- [SUPPLIED RECORDS]
--- START ---

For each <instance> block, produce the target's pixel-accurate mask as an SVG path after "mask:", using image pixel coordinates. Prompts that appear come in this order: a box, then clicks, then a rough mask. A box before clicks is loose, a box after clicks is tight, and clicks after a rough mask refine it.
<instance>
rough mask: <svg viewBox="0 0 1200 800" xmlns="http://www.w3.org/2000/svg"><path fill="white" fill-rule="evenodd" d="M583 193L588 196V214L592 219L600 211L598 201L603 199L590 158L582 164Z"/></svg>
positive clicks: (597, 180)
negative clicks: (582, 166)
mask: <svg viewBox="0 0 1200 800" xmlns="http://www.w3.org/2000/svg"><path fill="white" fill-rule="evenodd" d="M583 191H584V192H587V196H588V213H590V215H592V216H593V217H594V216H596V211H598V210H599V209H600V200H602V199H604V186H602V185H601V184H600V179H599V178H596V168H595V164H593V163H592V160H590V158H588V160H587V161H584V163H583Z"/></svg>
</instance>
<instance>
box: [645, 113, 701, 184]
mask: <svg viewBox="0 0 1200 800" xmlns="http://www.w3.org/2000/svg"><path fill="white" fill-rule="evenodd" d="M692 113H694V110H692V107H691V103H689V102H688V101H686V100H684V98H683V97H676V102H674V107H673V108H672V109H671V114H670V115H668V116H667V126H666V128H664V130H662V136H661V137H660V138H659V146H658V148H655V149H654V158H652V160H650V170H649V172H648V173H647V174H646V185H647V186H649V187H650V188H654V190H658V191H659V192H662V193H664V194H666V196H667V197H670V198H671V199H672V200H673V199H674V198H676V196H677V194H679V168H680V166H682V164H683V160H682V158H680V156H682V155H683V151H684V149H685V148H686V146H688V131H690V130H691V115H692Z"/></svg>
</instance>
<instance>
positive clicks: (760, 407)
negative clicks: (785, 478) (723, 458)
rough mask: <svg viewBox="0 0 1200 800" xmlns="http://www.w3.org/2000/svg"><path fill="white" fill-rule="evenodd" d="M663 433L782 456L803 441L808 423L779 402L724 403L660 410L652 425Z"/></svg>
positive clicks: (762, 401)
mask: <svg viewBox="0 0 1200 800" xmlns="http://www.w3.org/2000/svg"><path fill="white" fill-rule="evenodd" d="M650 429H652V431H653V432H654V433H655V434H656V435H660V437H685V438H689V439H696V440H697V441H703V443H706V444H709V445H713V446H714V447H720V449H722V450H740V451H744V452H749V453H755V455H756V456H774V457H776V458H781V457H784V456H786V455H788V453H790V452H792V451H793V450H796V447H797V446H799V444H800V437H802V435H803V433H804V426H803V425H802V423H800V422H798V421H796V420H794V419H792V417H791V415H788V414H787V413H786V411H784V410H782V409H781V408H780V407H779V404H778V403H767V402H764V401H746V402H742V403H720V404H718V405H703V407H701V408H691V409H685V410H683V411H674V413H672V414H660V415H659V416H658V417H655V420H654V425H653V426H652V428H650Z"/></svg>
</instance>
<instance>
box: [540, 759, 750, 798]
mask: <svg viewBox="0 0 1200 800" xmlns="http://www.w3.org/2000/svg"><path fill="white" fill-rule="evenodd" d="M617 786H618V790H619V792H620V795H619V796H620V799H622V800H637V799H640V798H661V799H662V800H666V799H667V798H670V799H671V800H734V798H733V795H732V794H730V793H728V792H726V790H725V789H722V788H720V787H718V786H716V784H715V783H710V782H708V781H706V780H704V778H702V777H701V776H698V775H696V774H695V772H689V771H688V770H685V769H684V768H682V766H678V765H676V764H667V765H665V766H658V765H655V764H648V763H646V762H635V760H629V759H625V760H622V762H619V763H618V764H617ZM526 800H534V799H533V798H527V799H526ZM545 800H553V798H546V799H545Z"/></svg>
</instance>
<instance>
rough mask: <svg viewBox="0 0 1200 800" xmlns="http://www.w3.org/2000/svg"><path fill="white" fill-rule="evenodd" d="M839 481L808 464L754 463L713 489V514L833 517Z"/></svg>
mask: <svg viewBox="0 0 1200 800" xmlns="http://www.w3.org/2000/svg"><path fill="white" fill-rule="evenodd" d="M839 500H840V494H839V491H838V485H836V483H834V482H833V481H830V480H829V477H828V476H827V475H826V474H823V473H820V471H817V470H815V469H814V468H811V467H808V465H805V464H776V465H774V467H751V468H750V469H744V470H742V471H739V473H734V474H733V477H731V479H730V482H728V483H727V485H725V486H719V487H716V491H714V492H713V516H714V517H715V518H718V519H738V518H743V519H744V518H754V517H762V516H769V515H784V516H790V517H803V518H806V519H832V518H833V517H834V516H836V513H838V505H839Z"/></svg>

--- END ---

- [ABOUT THIS EXERCISE] Output only the lines from the one that contains "481L808 464L754 463L713" through the last line of the data above, each restated exactly.

- [RESPONSE]
rough mask: <svg viewBox="0 0 1200 800" xmlns="http://www.w3.org/2000/svg"><path fill="white" fill-rule="evenodd" d="M839 481L808 464L754 463L713 489V514L833 517Z"/></svg>
mask: <svg viewBox="0 0 1200 800" xmlns="http://www.w3.org/2000/svg"><path fill="white" fill-rule="evenodd" d="M839 500H840V494H839V491H838V485H836V483H834V482H833V481H830V480H829V477H828V476H827V475H826V474H823V473H820V471H817V470H815V469H814V468H811V467H808V465H805V464H776V465H774V467H751V468H750V469H744V470H742V471H739V473H734V474H733V477H731V479H730V482H728V483H727V485H725V486H719V487H716V491H714V492H713V516H714V517H715V518H718V519H738V518H743V519H744V518H754V517H762V516H769V515H784V516H790V517H803V518H806V519H832V518H833V517H834V516H836V513H838V505H839Z"/></svg>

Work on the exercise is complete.